START Passage
Extraction methods shown to provide less appropriate DNA extractions are the QIAGEN DNeasy and QIAGEN Genomic-tip methods; use of these kits is not recommended for Telo-Seq.

If you do not have access to a means of assessing HMW gDNA fragment distributions, such as pulse-field gel electrophoresis or an Agilent Femtopulse, consider performing an SQK-LSK114 library preparation using 1 μg of your HMW gDNA extract to assess the fragment distribution of the sample, this may be sequenced on Flongle. Typically, samples that yield an LSK114 read N50 of >15 kb are appropriate for Telo-Seq.

If the sample you plan to perform Telo-Seq with has a large percentage of fragments below 10 kbp (or a read N50 <15 kb as determined by LSK114 sequencing), consider using the short fragment eliminator kit (EXP-SFE001). EXP-SFE001 can be used to size select HMW gDNA by depleting short fragments (<10 kb). The use of EXP-SFE001 on samples containing a high percentage of fragments below 10 kb has been shown to be beneficial for Telo-Seq performance (see Figure 6).

Telo seq Know-how V2 Fig 6 Figure 6. Telo-Seq performance of samples with sub-optimal fragment distributions before and after size selection using the EXP-SFE001 kit. Depletion of fragments <10 kb as measured by Agilent Femtopulse has a positive impact on Telo-Seq performance.


Sample origin

Telo-Seq development and validation at Oxford Nanopore Technologies has been performed using primarily HMW gDNA extracted from GM24385 cell culture, where the telomere and sub-telomere are an average of 8 kb long. Fundamentally Telo-Seq should be compatible with any DNA sample containing the repetitive telomeric n(TTAGGG) motif, although some organisms may have much longer telomeres or sub-telomeres which could impact chromosomal mapping. It is important to consider the cut site positions of the restriction enzyme. EcoRV is utilised in the protocol as most of the human chromosome cut site positions are 2 kb – 10 kb upstream from the telomeric 3’ overhang. We recommend carrying out an in silico digestion of the reference genome to determine theoretical cut sites and to check whether there is any cleavage within the telomere or sub-telomere.


Pre-hybridisation of the Telo-Adapters and Telo-Splint

Telomeres with the repetitive telomeric n(TTAGGG) motif may present a 3’ overhang in one of six different frames (see Figure 7). In humans there is evidence that there is a dominant frame of GGTTAG (Smoom et al. 2023).

Telo seq Know-how V2 Fig 7 Figure 7. The different frames of the n(TTAGGG) telomere 3' overhang. Here the first 7 bases of the 3’ overhang are highlighted to in blue, this is where the complementary Telo-Adapter ligates during the Telo-Adapter ligation.
END Passage
START Records shown
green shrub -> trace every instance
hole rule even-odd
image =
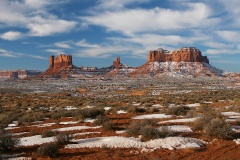
[[[109,121],[109,118],[107,116],[98,115],[96,117],[96,120],[94,121],[94,125],[96,126],[103,125],[107,121]]]
[[[103,129],[106,131],[113,130],[114,125],[112,124],[112,122],[107,121],[107,122],[103,123]]]
[[[104,115],[104,109],[100,108],[87,108],[79,111],[79,114],[84,118],[96,118],[99,115]]]
[[[165,138],[167,136],[172,135],[172,131],[167,126],[162,126],[160,128],[145,126],[141,128],[140,133],[142,135],[143,141],[157,139],[157,138]]]
[[[14,146],[19,144],[19,139],[12,138],[12,135],[5,131],[0,131],[0,149],[5,151],[12,150]]]
[[[37,149],[37,155],[40,157],[57,157],[59,153],[56,143],[45,143]]]
[[[190,107],[187,106],[169,107],[166,113],[175,116],[185,116],[189,110]]]
[[[52,130],[44,130],[42,132],[42,138],[45,138],[45,137],[52,137],[52,136],[55,136],[56,135],[56,132],[52,131]]]
[[[232,139],[234,132],[223,118],[212,119],[203,128],[204,135],[221,139]]]
[[[59,133],[55,137],[56,143],[60,145],[68,144],[71,139],[72,139],[72,136],[68,133]]]
[[[146,126],[153,126],[156,124],[157,121],[155,119],[144,119],[141,122],[133,122],[127,127],[126,134],[128,136],[137,136],[141,134],[142,128]]]
[[[128,136],[139,135],[142,127],[143,126],[141,126],[140,123],[137,123],[137,122],[131,123],[126,129],[126,134]]]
END Records shown
» **Problem requirements**:
Answer these questions from the Telo-Seq passage.
1. Which two QIAGEN extraction methods does it not recommend for Telo-Seq?
2. Which kit does it suggest for depleting fragments shorter than 10 kb?
3. According to the passage, which telomere 3’ overhang frame is dominant in humans?

» **Response below**:
1. QIAGEN DNeasy and QIAGEN Genomic-tip
2. The short fragment eliminator kit (EXP-SFE001)
3. GGTTAG